● **What the task requires**
Could you write out the records below again, changing "biggest circle" to "largest circle" wherever it occurs and leaving every other word and number as it stands?

● **Provided data**

::::::::::

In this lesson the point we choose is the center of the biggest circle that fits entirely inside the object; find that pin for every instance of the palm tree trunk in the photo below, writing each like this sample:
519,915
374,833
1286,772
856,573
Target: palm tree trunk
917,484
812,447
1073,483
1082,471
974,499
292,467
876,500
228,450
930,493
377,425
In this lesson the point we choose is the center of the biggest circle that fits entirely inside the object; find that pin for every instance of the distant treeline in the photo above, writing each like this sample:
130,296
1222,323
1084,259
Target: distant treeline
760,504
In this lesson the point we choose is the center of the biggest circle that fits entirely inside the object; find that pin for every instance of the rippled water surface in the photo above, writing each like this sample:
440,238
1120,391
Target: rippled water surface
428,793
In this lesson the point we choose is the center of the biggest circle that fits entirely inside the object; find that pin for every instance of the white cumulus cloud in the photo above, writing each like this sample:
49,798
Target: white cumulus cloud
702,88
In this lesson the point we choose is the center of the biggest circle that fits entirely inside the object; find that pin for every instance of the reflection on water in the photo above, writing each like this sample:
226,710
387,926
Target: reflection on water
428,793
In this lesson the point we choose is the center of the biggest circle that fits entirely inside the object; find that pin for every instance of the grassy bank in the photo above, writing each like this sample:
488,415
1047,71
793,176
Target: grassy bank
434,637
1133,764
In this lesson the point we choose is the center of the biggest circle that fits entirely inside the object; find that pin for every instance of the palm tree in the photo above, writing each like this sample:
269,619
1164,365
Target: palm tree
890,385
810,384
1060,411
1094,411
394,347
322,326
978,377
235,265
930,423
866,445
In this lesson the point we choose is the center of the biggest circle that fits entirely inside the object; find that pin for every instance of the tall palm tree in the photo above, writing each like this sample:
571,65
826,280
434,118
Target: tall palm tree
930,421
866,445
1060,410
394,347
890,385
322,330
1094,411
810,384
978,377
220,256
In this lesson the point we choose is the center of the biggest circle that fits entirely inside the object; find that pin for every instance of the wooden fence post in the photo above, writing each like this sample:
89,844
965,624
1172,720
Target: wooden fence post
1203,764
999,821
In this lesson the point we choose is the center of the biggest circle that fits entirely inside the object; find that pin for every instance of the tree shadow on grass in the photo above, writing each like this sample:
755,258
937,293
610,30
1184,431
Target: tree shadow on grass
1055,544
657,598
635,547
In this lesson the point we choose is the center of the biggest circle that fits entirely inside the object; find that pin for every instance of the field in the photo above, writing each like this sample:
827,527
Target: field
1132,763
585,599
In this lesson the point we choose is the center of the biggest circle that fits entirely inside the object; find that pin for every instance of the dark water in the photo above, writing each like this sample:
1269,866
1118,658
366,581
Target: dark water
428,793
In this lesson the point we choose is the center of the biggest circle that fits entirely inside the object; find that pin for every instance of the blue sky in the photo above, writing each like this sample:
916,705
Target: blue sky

::::::::::

● **Exercise solution**
In this lesson the point we choose is the center of the largest circle that fits entirely inside the object; find that pin for every instance of the palm tree trunk in the photo below, writing each like this sample:
519,915
374,833
1286,772
856,573
Target: palm tree trunk
917,484
812,447
1073,483
1082,471
974,499
292,467
876,500
228,450
930,493
377,425
In this lesson the point we choose is the center of the largest circle that fits entirely inside the object; find that pin for every instance of the distant treeline in the photo above, writing each like this sample:
130,296
1222,323
1084,259
Target: distant treeline
760,504
In this lesson the point we choose is the center of the largest circle that fits entirely inside the object; find that pin for every instance of the rippled water surface in the photo above, writing each like this sample:
440,238
1120,391
Target: rippled water surface
428,793
In this lesson the point we choose is the center of the largest circle that fits entirely inside the object; find that pin for every instance of the white cumulus cloud in the photo above, writing each like this sample:
49,798
Target: white cumulus cloud
702,88
In this lesson the point we choose is the center of the largest circle that fits entirely inside the object; find that pin for every instance of the reflection on water in the photo above, writing each like this sample:
226,710
387,926
Target: reflection on water
428,793
In this lesson the point we choose is the center of the largest circle that fits entirely inside the object; find that pin for every instance of the grassy bank in the photo above, writing each like this sample:
488,415
1047,71
793,176
Target: grassy bank
434,637
1133,764
In this lesson the point we choose is the center of the largest circle that fits entirely inside the object; find that pin for every instance of the palm tree in the photo above, writing each like this sample:
269,619
1164,365
Target: palm tree
890,385
810,384
1060,411
1094,411
394,347
322,326
978,377
235,265
930,423
866,445
In this lesson the point we choose is the center of the largest circle that fits entirely inside the object; find that pin for every instance of the tall palm tree in the photo above, writing each like this sample:
571,65
826,280
434,118
Target: tall palm tree
930,421
866,445
1060,410
394,347
890,385
322,330
1094,411
810,384
978,377
220,256
In this lesson the point we choose is the center of the largest circle that fits entirely inside the object; find that pin for every instance of the wooden fence post in the photo above, writing each like this sample:
89,844
965,624
1172,720
Target: wooden fence post
1203,764
999,821
In this lesson the point we choose is the center of the largest circle that fits entirely inside the object; find that pin for every instance of the tree shadow on grass in the photo above, writing each like this sample:
755,258
937,293
610,30
1184,431
Target: tree shadow on grass
1055,544
657,598
635,547
In this lesson the point we choose is the center of the largest circle that fits entirely inside the object; find that pin for every instance of the field in the photo above, writing each like this sample:
827,527
Target: field
1132,763
585,599
In this lesson the point we choose is the center of the largest circle that fits entirely inside the object; find that pin for every instance of the dark water in the photo above, writing each like this sample:
1269,866
1118,658
366,581
Target: dark water
428,793
In this lesson the point we choose is the center of the largest circle that fits entirely inside the object; find that pin for every instance of the blue sky in the photo above, writing each like this sample:
916,705
Target: blue sky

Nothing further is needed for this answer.